Images for object localization:
--------
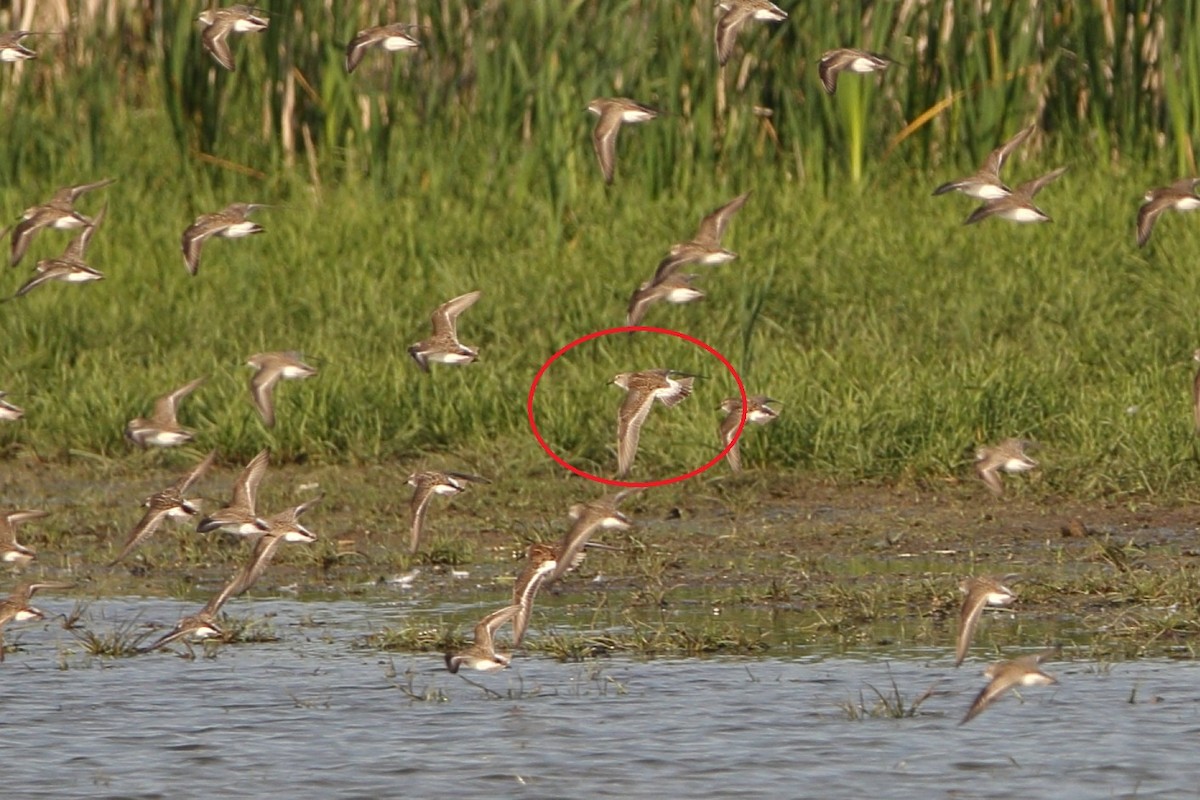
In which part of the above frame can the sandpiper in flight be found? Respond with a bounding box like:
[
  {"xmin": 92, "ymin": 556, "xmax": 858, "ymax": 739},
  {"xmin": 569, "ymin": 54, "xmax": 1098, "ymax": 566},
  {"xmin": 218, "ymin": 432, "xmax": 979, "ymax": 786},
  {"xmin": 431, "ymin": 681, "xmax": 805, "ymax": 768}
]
[
  {"xmin": 246, "ymin": 352, "xmax": 317, "ymax": 428},
  {"xmin": 626, "ymin": 272, "xmax": 705, "ymax": 326},
  {"xmin": 1136, "ymin": 178, "xmax": 1200, "ymax": 247},
  {"xmin": 0, "ymin": 509, "xmax": 49, "ymax": 566},
  {"xmin": 965, "ymin": 166, "xmax": 1067, "ymax": 224},
  {"xmin": 960, "ymin": 648, "xmax": 1059, "ymax": 725},
  {"xmin": 547, "ymin": 488, "xmax": 639, "ymax": 583},
  {"xmin": 181, "ymin": 203, "xmax": 268, "ymax": 275},
  {"xmin": 196, "ymin": 448, "xmax": 271, "ymax": 536},
  {"xmin": 444, "ymin": 604, "xmax": 521, "ymax": 673},
  {"xmin": 933, "ymin": 124, "xmax": 1035, "ymax": 200},
  {"xmin": 408, "ymin": 290, "xmax": 482, "ymax": 371},
  {"xmin": 15, "ymin": 201, "xmax": 107, "ymax": 298},
  {"xmin": 0, "ymin": 581, "xmax": 72, "ymax": 661},
  {"xmin": 202, "ymin": 495, "xmax": 321, "ymax": 611},
  {"xmin": 406, "ymin": 471, "xmax": 490, "ymax": 553},
  {"xmin": 612, "ymin": 369, "xmax": 694, "ymax": 477},
  {"xmin": 509, "ymin": 543, "xmax": 558, "ymax": 647},
  {"xmin": 817, "ymin": 48, "xmax": 894, "ymax": 95},
  {"xmin": 124, "ymin": 377, "xmax": 205, "ymax": 448},
  {"xmin": 197, "ymin": 4, "xmax": 269, "ymax": 71},
  {"xmin": 717, "ymin": 395, "xmax": 780, "ymax": 472},
  {"xmin": 345, "ymin": 22, "xmax": 420, "ymax": 73},
  {"xmin": 7, "ymin": 178, "xmax": 114, "ymax": 267},
  {"xmin": 651, "ymin": 190, "xmax": 752, "ymax": 285},
  {"xmin": 587, "ymin": 98, "xmax": 660, "ymax": 185},
  {"xmin": 109, "ymin": 450, "xmax": 218, "ymax": 566},
  {"xmin": 955, "ymin": 576, "xmax": 1017, "ymax": 667},
  {"xmin": 714, "ymin": 0, "xmax": 788, "ymax": 67},
  {"xmin": 974, "ymin": 438, "xmax": 1038, "ymax": 497}
]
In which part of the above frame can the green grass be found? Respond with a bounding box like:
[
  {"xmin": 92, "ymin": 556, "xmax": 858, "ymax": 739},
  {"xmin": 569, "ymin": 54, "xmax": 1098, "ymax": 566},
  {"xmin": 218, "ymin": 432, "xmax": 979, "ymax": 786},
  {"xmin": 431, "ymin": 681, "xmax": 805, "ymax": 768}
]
[{"xmin": 2, "ymin": 3, "xmax": 1200, "ymax": 496}]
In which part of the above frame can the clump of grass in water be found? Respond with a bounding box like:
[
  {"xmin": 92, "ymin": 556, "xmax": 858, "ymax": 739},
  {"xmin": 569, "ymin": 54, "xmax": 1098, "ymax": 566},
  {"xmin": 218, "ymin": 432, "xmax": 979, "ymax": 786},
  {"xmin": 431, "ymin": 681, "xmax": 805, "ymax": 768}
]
[
  {"xmin": 841, "ymin": 674, "xmax": 940, "ymax": 721},
  {"xmin": 529, "ymin": 620, "xmax": 771, "ymax": 661},
  {"xmin": 218, "ymin": 614, "xmax": 280, "ymax": 644},
  {"xmin": 71, "ymin": 619, "xmax": 154, "ymax": 658},
  {"xmin": 360, "ymin": 624, "xmax": 463, "ymax": 654}
]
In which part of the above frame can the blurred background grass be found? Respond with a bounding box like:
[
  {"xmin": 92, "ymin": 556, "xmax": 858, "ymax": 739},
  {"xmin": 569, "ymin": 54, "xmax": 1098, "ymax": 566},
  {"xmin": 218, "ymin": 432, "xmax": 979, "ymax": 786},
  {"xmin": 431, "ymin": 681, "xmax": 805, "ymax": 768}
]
[{"xmin": 1, "ymin": 1, "xmax": 1199, "ymax": 496}]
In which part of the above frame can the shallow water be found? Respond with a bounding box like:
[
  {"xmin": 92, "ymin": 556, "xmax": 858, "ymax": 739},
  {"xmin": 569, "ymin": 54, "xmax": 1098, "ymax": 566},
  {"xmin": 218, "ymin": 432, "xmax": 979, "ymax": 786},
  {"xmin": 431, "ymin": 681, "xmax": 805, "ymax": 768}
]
[{"xmin": 4, "ymin": 597, "xmax": 1199, "ymax": 799}]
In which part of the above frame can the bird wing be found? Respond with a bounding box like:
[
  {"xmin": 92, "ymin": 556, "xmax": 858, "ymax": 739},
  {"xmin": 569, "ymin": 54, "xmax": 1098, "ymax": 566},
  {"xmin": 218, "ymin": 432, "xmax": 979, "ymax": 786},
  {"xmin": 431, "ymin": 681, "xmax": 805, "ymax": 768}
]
[
  {"xmin": 408, "ymin": 482, "xmax": 436, "ymax": 553},
  {"xmin": 592, "ymin": 108, "xmax": 623, "ymax": 185},
  {"xmin": 818, "ymin": 50, "xmax": 851, "ymax": 95},
  {"xmin": 1136, "ymin": 192, "xmax": 1173, "ymax": 248},
  {"xmin": 1017, "ymin": 166, "xmax": 1067, "ymax": 199},
  {"xmin": 202, "ymin": 21, "xmax": 237, "ymax": 71},
  {"xmin": 474, "ymin": 603, "xmax": 521, "ymax": 649},
  {"xmin": 430, "ymin": 290, "xmax": 481, "ymax": 337},
  {"xmin": 617, "ymin": 389, "xmax": 658, "ymax": 477},
  {"xmin": 154, "ymin": 377, "xmax": 204, "ymax": 425},
  {"xmin": 982, "ymin": 124, "xmax": 1034, "ymax": 177},
  {"xmin": 109, "ymin": 505, "xmax": 173, "ymax": 566},
  {"xmin": 250, "ymin": 363, "xmax": 282, "ymax": 427},
  {"xmin": 714, "ymin": 5, "xmax": 752, "ymax": 66},
  {"xmin": 693, "ymin": 190, "xmax": 751, "ymax": 247},
  {"xmin": 954, "ymin": 583, "xmax": 990, "ymax": 666},
  {"xmin": 175, "ymin": 449, "xmax": 218, "ymax": 495},
  {"xmin": 231, "ymin": 449, "xmax": 270, "ymax": 510},
  {"xmin": 344, "ymin": 28, "xmax": 380, "ymax": 73}
]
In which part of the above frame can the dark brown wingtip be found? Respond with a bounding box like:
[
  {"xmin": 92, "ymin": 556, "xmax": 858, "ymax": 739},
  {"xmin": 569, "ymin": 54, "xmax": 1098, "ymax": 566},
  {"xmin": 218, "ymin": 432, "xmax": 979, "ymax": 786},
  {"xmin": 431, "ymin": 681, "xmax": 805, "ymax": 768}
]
[
  {"xmin": 963, "ymin": 206, "xmax": 989, "ymax": 225},
  {"xmin": 444, "ymin": 651, "xmax": 460, "ymax": 673}
]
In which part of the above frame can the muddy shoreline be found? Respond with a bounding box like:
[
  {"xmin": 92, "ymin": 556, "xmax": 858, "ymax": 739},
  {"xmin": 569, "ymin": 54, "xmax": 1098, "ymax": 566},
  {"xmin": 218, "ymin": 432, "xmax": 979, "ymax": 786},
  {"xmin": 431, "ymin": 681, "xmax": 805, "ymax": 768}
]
[{"xmin": 4, "ymin": 460, "xmax": 1198, "ymax": 660}]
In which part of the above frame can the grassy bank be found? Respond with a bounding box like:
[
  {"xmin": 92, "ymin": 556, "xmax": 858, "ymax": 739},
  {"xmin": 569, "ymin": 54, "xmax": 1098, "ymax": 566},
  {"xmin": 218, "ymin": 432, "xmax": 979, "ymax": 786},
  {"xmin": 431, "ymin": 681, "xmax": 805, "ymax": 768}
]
[{"xmin": 0, "ymin": 3, "xmax": 1199, "ymax": 496}]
--------
Problem requirements
With the line containing "In which part of the above frame can the grassy" as the first, output each line through the final line of the entries above, exactly.

Written response
In which part of the above frame can the grassy bank be found? Respond with a bounding box like:
[
  {"xmin": 92, "ymin": 556, "xmax": 858, "ymax": 739},
  {"xmin": 569, "ymin": 54, "xmax": 1098, "ymax": 566},
  {"xmin": 218, "ymin": 432, "xmax": 979, "ymax": 786},
  {"xmin": 431, "ymin": 681, "xmax": 805, "ymax": 768}
]
[{"xmin": 0, "ymin": 3, "xmax": 1199, "ymax": 496}]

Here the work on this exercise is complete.